La vindicación de Alfonso XIII que hace el autor es discutible. El autor describe la inocente y buena intención del Rey de regenerar España, a la que no identificó con la Dinastía ni con la Constitución de 1876, pero olvidando que aceptó la dictadura de Primo de Rivera. Y esto es especialmente grave en el hijo de Alfonso XII y María Cristina de Habsburgo, dos reyes convencidos de la necesidad del mantenimiento de la libertad constitucional. De todas formas, el amor de Alfonso XIII a nuestro país permitió la pacífica proclamación de la República el 14 de abril: “Espero no tener que volver –dijo en 1931-, porque eso solamente significaría que España se ha equivocado de nuevo; que no es próspera ni feliz” (p. 300). El profesor Seco Serrano hace una crítica abierta a la izquierda maximalista, desde el Partido Progresista en el XIX hasta el republicanismo de Azaña y el PSOE de la II República. El autor argumenta la incapacidad de cierta izquierda para configurar un régimen de libertades en el que cupieran todos los españoles, y el recurso a la violencia y a la descalificación global cuando estaba alejada del poder. Sólo cuando se recuperó el modelo de consenso para construir un régimen político pudo crearse un “sistema centro” que, mediante una “nueva Restauración”, la de don Juan Carlos I, acertaría a restablecer “el civilismo y a inaugurar en España una auténtica democracia” (p. 309).

— TRABAJO A REALIZAR —
a - Responde a partir del pasaje sobre Alfonso XIII:
(i) ¿Qué dictadura aceptó Alfonso XIII?
(ii) ¿En qué fecha se proclamó pacíficamente la República?
(iii) ¿De quién es la "nueva Restauración" que se menciona al final?
b - Prosigue el pasaje sobre Alfonso XIII y la izquierda a partir de su última oración.

— MATERIAL MOSTRADO —
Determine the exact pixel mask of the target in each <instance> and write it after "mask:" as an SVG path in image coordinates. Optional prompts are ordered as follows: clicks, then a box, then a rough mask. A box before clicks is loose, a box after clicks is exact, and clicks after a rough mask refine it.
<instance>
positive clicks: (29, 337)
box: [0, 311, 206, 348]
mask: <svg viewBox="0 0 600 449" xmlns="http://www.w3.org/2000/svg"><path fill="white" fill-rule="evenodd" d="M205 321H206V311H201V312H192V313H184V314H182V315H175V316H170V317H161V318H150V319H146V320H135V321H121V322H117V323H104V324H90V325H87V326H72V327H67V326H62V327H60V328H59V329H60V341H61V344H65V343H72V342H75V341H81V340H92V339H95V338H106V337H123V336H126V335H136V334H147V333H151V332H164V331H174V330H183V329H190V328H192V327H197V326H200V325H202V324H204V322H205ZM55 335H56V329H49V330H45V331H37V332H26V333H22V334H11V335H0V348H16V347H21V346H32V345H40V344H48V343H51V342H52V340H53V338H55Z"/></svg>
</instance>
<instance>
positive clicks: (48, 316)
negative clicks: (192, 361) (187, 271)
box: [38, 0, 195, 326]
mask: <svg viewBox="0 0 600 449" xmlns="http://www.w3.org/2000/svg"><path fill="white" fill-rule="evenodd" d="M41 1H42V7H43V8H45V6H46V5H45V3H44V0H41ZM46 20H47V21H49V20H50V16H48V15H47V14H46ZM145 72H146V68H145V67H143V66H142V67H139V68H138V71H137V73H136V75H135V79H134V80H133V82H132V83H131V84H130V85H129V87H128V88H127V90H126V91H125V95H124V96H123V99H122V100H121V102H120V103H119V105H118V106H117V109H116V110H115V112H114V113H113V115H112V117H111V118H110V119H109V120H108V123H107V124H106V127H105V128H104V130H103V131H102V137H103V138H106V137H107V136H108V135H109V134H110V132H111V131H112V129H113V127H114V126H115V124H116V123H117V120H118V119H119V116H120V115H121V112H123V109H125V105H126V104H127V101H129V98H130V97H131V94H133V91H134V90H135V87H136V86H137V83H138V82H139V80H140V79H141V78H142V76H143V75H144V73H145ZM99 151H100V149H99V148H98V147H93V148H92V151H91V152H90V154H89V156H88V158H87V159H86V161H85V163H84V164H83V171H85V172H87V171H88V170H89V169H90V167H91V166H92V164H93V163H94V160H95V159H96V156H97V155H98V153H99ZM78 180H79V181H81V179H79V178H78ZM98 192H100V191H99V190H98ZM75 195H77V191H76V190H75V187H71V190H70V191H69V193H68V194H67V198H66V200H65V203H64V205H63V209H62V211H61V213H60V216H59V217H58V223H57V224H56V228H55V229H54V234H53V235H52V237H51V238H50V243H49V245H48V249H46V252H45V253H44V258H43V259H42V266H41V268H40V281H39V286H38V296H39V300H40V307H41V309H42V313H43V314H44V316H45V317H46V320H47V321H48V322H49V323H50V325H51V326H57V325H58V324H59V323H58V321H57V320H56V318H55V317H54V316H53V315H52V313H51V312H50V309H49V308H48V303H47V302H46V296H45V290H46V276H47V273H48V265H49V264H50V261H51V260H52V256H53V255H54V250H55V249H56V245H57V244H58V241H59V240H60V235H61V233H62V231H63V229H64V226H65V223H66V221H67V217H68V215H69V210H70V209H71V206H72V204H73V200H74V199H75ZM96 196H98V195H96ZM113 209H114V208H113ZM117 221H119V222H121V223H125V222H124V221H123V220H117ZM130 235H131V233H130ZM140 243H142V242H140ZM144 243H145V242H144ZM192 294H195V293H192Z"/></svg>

— RESPUESTAS POR TAREA —
a -
(i) La dictadura de Primo de Rivera.
(ii) El 14 de abril.
(iii) De don Juan Carlos I.

b -
La conclusión del trabajo de Seco Serrano es bien fácil: sólo el carácter integrador y tolerante puede salvar la libertad en una sociedad plural. Los proyectos políticos empeñados en la imposición, en la intransigencia, han fracasado rotundamente; mientras que los que han contemplado como normas de la vida política el respeto de los derechos de las minorías, la transacción y la conservación de los elementos comunes de unión han hecho perdurar la libertad, a pesar de no ser tan perfectos como las utopías librescas.

Jorge Vilches, Revista de Estudios Políticos, núm. 112, Abril-Junio, 2001, pp. 341-344.

Carlos Seco Serrano, Historia del conservadurismo español. Una línea integradora en el siglo XIX, Madrid, Temas de Hoy, 2000, 343 páginas.

1 comentario:

  1. He leido este libro, uno de los mejores (V. Alba, R. de la Cierva) en este tema. Gracias!